AIM OF THE TASK: When "cavity" occurs in a line of the material, copy that line.

SUPPLIED RECORDS:
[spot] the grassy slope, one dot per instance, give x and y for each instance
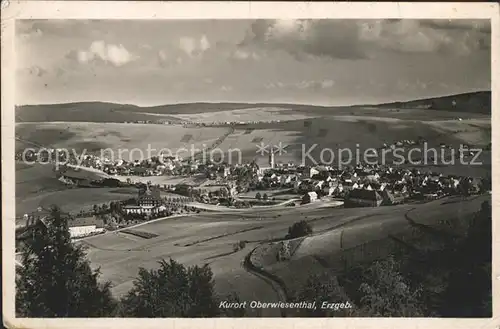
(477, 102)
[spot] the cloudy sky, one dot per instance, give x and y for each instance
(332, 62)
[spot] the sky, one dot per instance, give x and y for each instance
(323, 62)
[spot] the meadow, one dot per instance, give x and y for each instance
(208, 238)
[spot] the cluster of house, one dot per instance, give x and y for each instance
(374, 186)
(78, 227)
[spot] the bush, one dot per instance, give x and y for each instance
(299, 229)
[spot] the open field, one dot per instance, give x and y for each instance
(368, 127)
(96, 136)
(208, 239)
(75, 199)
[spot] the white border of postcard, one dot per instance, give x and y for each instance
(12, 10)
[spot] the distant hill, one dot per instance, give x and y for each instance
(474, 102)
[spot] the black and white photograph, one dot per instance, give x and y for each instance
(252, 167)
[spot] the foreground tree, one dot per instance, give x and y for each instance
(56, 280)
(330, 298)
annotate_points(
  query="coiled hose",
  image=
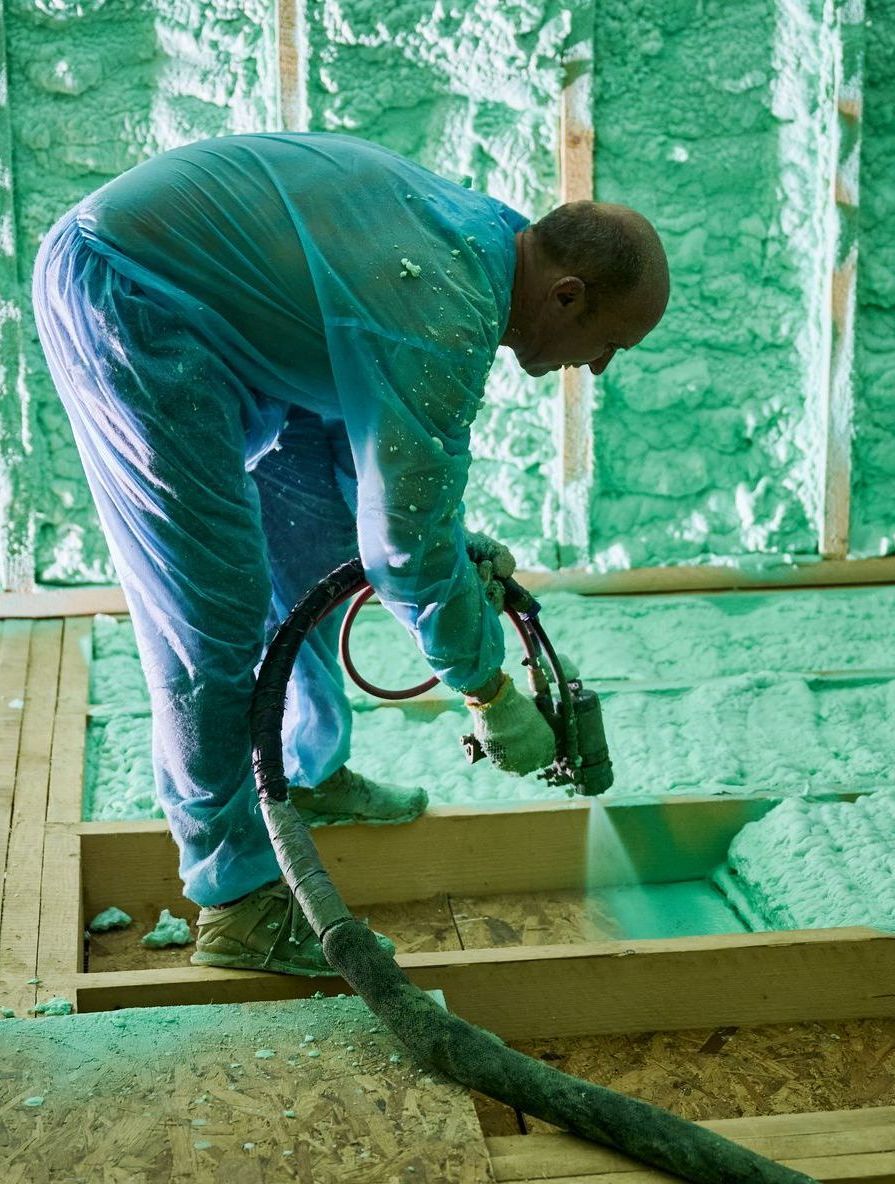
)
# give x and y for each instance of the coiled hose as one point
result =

* * *

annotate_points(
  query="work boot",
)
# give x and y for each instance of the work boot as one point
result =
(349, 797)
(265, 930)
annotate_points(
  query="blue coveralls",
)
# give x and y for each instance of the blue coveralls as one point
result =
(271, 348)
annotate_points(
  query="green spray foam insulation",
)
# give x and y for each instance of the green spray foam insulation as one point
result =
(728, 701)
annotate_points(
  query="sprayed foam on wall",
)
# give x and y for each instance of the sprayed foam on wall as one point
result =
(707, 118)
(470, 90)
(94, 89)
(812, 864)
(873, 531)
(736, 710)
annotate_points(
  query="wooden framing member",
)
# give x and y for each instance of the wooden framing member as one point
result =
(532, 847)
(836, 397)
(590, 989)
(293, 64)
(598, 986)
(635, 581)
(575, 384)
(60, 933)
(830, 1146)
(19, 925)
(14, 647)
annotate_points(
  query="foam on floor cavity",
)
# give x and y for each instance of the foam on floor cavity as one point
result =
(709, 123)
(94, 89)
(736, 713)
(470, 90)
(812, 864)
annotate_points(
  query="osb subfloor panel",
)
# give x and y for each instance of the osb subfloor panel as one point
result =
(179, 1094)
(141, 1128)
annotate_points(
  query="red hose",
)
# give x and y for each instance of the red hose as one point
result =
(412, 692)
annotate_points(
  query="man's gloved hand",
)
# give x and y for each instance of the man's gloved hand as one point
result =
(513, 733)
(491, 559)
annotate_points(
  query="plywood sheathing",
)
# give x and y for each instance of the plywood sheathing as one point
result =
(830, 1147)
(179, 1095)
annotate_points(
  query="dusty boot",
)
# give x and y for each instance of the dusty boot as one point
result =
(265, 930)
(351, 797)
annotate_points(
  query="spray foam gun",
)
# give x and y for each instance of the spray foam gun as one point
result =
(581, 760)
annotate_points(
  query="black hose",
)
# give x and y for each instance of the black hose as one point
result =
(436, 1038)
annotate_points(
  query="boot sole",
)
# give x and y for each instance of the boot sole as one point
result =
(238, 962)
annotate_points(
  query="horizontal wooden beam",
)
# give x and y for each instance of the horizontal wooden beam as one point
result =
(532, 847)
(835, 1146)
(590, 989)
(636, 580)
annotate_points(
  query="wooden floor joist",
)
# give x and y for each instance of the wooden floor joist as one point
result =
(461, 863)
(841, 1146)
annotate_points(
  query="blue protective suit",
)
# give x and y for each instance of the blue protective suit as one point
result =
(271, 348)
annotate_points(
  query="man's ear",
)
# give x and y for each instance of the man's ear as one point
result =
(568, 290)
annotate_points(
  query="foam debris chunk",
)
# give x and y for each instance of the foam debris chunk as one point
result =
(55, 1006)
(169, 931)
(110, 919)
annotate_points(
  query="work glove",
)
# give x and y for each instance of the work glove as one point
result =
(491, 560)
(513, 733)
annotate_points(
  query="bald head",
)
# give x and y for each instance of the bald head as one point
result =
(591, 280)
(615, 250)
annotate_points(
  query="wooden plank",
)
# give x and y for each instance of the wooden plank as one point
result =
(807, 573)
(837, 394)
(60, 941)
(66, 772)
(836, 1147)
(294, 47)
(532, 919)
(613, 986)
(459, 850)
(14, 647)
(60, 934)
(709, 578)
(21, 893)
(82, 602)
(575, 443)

RESULT OF THE EXERCISE:
  query="foam on floor cavity",
# give x and y for each instance of the foam on floor cavity as one point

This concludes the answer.